SHORT EXERCISE:
Copy the lines below, changing each "object.locate" to "object.detect" and keeping everything else unchanged. Leave out the pictures.

[SUPPLIED RECORDS start]

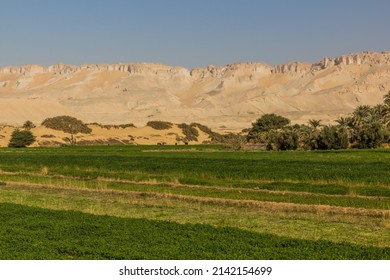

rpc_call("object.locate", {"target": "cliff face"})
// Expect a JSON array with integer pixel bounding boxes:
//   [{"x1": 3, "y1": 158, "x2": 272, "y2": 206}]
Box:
[{"x1": 0, "y1": 52, "x2": 390, "y2": 129}]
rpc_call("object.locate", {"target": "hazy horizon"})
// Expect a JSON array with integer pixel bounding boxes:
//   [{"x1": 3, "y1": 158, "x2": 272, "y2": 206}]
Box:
[{"x1": 0, "y1": 0, "x2": 390, "y2": 69}]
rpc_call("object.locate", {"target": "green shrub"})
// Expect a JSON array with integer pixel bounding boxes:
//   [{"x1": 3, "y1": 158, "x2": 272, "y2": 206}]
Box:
[
  {"x1": 90, "y1": 122, "x2": 136, "y2": 129},
  {"x1": 247, "y1": 114, "x2": 290, "y2": 142},
  {"x1": 42, "y1": 116, "x2": 92, "y2": 135},
  {"x1": 146, "y1": 121, "x2": 173, "y2": 130},
  {"x1": 356, "y1": 122, "x2": 387, "y2": 149},
  {"x1": 8, "y1": 129, "x2": 35, "y2": 148},
  {"x1": 317, "y1": 125, "x2": 349, "y2": 150},
  {"x1": 190, "y1": 123, "x2": 214, "y2": 135},
  {"x1": 275, "y1": 128, "x2": 299, "y2": 151}
]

[SUPPLIED RECORDS end]

WRITTEN REPLY:
rpc_call("object.detect", {"target": "cliff face"})
// Expect a JSON array with integer pixel bounding boxes:
//   [{"x1": 3, "y1": 158, "x2": 272, "y2": 206}]
Box:
[{"x1": 0, "y1": 52, "x2": 390, "y2": 129}]
rpc_call("object.detect", {"target": "hazy horizon"})
// Expect a JSON array with integer pixel bounding boxes:
//   [{"x1": 3, "y1": 158, "x2": 272, "y2": 206}]
Box:
[{"x1": 0, "y1": 0, "x2": 390, "y2": 69}]
rpc_call("object.detect", {"target": "green shrub"})
// Expect a JSON array with integer pixel bounding boxes:
//   [{"x1": 3, "y1": 158, "x2": 272, "y2": 206}]
Box:
[
  {"x1": 90, "y1": 122, "x2": 136, "y2": 129},
  {"x1": 247, "y1": 114, "x2": 290, "y2": 142},
  {"x1": 42, "y1": 116, "x2": 92, "y2": 135},
  {"x1": 146, "y1": 121, "x2": 173, "y2": 130},
  {"x1": 356, "y1": 122, "x2": 387, "y2": 149},
  {"x1": 8, "y1": 129, "x2": 35, "y2": 148},
  {"x1": 317, "y1": 125, "x2": 349, "y2": 150},
  {"x1": 190, "y1": 123, "x2": 214, "y2": 135},
  {"x1": 275, "y1": 128, "x2": 299, "y2": 151}
]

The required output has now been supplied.